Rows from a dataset
⁂
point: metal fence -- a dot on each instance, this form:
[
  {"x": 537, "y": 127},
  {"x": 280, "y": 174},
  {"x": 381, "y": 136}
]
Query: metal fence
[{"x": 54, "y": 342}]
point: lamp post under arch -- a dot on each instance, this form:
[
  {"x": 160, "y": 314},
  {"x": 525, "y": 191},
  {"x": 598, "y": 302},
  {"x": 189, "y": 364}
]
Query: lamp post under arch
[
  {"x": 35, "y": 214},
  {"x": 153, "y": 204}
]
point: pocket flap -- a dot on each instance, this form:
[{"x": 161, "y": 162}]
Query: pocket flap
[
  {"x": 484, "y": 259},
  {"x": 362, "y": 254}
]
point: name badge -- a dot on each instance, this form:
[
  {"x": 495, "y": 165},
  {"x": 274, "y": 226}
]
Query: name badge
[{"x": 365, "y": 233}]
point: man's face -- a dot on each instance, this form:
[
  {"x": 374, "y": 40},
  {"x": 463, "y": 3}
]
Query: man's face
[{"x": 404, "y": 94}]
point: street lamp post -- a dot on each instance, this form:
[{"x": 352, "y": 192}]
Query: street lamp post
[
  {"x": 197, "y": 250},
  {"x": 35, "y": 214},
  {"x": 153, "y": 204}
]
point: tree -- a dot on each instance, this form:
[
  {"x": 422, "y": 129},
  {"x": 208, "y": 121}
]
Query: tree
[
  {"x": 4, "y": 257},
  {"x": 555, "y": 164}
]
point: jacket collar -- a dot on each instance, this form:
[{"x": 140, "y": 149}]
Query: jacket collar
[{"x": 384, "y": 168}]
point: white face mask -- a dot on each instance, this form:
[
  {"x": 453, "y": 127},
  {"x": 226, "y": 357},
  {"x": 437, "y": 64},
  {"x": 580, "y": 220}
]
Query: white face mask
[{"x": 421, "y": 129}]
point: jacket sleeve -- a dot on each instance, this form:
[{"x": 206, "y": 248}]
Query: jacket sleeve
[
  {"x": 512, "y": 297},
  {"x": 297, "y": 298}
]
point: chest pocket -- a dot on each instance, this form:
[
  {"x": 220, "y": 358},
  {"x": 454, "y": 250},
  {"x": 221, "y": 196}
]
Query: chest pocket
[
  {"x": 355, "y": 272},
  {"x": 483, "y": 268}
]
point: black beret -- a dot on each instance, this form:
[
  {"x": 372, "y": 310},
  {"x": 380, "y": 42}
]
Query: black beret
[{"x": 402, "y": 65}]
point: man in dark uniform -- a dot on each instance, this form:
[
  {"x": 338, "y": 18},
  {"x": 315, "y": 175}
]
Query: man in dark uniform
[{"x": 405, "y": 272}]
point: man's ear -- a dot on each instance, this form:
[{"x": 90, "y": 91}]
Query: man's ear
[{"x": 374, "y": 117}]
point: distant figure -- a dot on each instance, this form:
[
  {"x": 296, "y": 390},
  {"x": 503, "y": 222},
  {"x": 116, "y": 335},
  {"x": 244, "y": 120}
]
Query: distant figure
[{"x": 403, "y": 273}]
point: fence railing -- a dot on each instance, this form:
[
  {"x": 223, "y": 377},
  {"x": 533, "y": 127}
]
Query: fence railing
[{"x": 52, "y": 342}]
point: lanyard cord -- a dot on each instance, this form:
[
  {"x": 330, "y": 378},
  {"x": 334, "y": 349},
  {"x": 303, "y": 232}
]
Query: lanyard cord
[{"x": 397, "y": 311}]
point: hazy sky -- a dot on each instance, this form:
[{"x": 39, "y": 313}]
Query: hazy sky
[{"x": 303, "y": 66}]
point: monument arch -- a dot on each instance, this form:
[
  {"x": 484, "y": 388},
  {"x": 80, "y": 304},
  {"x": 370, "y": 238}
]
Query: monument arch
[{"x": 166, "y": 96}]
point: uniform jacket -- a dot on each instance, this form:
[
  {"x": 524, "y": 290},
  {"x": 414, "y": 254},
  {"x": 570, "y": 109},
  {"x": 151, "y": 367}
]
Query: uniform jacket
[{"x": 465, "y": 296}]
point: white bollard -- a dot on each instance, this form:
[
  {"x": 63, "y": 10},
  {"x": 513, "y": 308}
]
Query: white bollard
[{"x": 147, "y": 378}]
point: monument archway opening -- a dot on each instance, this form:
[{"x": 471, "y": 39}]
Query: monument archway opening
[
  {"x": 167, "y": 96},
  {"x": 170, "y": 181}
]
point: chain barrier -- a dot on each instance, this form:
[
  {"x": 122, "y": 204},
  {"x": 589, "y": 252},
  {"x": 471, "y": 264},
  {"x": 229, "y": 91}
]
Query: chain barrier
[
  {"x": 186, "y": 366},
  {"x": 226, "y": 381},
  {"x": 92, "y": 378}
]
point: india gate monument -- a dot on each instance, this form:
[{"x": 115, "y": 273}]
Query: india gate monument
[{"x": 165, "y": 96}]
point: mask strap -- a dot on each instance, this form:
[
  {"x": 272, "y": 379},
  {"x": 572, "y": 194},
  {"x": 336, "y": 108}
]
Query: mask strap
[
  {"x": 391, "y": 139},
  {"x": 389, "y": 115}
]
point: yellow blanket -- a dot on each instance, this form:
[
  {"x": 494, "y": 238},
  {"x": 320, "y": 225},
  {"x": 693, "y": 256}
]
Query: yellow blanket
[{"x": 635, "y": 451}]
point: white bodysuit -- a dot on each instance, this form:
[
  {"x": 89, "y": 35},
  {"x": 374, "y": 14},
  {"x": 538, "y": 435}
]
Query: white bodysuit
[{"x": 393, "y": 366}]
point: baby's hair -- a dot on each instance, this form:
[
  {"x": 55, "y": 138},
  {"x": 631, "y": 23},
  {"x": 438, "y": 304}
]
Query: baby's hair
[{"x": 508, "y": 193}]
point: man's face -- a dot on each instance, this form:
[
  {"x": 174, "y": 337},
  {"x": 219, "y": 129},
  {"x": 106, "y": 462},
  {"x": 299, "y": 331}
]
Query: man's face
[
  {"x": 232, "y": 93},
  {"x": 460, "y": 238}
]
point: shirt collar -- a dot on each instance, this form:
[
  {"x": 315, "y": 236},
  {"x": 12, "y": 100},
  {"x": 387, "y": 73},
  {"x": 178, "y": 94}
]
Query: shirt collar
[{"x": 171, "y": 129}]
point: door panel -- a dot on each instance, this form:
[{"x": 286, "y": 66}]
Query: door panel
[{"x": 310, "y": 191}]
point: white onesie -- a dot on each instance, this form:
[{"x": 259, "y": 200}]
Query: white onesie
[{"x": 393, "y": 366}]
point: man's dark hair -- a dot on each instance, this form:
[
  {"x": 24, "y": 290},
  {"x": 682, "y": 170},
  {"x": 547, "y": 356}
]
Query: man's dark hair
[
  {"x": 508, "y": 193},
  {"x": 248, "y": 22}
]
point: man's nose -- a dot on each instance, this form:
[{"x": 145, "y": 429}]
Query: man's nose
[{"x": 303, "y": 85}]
⁂
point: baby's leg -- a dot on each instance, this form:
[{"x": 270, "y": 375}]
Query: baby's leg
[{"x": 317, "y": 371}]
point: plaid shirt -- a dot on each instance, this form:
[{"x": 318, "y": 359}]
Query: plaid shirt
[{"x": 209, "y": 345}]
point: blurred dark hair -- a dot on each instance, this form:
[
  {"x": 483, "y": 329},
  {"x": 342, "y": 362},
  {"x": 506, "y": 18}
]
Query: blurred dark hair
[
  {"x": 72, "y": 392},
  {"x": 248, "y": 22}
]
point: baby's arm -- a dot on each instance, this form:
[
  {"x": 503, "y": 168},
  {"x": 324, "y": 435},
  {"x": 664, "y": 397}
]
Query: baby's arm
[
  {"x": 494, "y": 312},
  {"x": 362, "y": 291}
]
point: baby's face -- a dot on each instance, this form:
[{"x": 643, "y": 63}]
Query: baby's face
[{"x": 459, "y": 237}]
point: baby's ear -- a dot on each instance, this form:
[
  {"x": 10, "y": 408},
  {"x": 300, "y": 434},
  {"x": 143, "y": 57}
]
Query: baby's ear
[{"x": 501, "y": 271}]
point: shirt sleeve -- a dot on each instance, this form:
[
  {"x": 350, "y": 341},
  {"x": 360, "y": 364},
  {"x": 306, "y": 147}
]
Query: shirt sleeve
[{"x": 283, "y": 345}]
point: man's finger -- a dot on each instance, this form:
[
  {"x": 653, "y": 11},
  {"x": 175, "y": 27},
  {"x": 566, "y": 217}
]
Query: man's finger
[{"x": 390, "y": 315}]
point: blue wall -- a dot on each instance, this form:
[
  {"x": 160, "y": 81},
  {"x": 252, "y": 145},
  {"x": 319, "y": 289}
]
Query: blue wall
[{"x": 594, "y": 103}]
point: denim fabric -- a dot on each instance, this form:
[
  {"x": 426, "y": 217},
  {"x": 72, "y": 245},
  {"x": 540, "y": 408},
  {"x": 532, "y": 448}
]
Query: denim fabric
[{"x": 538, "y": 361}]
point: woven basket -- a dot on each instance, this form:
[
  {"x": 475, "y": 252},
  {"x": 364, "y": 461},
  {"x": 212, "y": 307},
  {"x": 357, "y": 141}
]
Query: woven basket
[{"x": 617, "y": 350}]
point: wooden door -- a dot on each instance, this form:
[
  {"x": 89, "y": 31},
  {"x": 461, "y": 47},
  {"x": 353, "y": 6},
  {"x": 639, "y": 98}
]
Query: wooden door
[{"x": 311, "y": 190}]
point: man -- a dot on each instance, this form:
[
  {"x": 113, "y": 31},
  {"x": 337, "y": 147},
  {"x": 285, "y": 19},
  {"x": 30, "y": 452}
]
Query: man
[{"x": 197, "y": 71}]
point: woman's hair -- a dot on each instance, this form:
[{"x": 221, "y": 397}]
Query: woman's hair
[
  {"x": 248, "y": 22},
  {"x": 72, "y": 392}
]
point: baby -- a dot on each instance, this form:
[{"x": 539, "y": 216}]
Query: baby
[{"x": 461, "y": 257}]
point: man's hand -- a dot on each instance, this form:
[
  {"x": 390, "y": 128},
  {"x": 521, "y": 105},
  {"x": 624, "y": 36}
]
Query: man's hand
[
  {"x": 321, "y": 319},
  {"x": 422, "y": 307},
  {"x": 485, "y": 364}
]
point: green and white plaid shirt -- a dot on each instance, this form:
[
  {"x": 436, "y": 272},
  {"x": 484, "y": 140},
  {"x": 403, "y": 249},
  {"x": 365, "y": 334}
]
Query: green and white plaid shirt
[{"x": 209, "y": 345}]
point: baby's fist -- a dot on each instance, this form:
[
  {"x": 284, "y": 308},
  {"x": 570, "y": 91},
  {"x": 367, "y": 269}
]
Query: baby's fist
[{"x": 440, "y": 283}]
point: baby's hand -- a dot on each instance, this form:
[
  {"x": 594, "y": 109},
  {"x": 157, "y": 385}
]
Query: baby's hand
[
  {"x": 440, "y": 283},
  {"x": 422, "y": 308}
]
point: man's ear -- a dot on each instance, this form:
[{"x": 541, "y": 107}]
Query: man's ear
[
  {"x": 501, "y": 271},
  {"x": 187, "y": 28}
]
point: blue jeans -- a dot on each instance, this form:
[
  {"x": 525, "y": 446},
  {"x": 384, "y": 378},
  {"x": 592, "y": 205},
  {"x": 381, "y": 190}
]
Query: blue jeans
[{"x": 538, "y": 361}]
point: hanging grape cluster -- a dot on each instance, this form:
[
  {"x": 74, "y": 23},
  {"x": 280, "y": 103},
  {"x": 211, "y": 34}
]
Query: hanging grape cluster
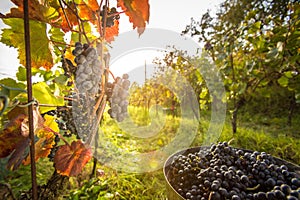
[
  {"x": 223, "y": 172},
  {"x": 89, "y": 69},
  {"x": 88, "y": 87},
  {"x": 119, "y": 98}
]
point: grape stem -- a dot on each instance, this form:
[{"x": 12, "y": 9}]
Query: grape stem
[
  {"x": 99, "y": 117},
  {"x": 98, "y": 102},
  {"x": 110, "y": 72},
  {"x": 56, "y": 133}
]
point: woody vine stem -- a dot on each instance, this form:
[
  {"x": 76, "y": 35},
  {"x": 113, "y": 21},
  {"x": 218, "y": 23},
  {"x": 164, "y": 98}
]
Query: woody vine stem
⁂
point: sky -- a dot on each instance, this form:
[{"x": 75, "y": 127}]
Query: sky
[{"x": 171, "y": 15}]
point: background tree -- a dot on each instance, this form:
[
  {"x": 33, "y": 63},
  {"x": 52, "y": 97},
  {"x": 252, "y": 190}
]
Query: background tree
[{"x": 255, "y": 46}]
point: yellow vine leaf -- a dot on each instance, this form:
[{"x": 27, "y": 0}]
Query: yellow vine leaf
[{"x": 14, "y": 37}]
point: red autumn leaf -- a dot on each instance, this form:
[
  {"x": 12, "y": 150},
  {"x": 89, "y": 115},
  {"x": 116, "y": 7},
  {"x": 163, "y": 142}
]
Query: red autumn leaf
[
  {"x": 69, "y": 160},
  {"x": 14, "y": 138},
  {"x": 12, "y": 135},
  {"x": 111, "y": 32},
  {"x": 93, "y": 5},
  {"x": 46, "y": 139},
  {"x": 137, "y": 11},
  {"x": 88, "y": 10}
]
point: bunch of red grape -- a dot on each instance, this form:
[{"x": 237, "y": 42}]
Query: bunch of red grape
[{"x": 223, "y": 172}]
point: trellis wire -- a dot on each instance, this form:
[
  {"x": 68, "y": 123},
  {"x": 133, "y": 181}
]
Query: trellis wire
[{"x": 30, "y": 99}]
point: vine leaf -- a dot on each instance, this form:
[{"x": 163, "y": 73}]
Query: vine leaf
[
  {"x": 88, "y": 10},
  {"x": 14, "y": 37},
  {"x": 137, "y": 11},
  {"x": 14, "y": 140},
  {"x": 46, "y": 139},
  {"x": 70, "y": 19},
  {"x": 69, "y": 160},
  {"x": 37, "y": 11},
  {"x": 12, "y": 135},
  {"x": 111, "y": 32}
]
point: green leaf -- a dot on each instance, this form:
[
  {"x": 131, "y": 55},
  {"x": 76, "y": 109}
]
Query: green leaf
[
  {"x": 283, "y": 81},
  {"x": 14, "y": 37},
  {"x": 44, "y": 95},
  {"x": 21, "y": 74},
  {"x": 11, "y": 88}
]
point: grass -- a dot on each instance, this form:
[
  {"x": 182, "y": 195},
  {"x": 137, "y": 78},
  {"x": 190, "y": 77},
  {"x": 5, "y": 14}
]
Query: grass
⁂
Objective »
Output the lines above as a Markdown table with the columns "No." and "Line," running from the line with "point: blue jeans" up to and including the line with "Query: woody vine stem"; number each line, skip blank lines, and leave out the pictures.

Solution for this problem »
| No. | Line |
|---|---|
| 1 | point: blue jeans -- a dot on each instance, this form: |
| 2 | [ |
| 3 |   {"x": 525, "y": 446}, |
| 4 |   {"x": 384, "y": 378}, |
| 5 |   {"x": 592, "y": 205}, |
| 6 |   {"x": 381, "y": 190} |
| 7 | ] |
| 8 | Query: blue jeans |
| 9 | [{"x": 538, "y": 361}] |
| 10 | point: hanging grape cluster -- a dot on each instance, this form: |
| 11 | [ |
| 12 |   {"x": 74, "y": 23}, |
| 13 |   {"x": 280, "y": 103}, |
| 14 |   {"x": 211, "y": 34} |
| 15 | ] |
| 16 | Query: hanging grape cluster |
| 17 | [ |
| 18 |   {"x": 223, "y": 172}, |
| 19 |   {"x": 89, "y": 69}, |
| 20 |   {"x": 88, "y": 87}, |
| 21 |   {"x": 119, "y": 98} |
| 22 | ] |
| 23 | point: grape stem -- a dot on each instance, this form: |
| 24 | [{"x": 12, "y": 9}] |
| 25 | Query: grape stem |
| 26 | [ |
| 27 |   {"x": 99, "y": 117}, |
| 28 |   {"x": 98, "y": 102}, |
| 29 |   {"x": 110, "y": 72}, |
| 30 |   {"x": 56, "y": 133} |
| 31 | ] |
| 32 | point: woody vine stem -- a dot on each instance, this form: |
| 33 | [ |
| 34 |   {"x": 76, "y": 35}, |
| 35 |   {"x": 113, "y": 21}, |
| 36 |   {"x": 218, "y": 23}, |
| 37 |   {"x": 164, "y": 98} |
| 38 | ] |
| 39 | Query: woody vine stem |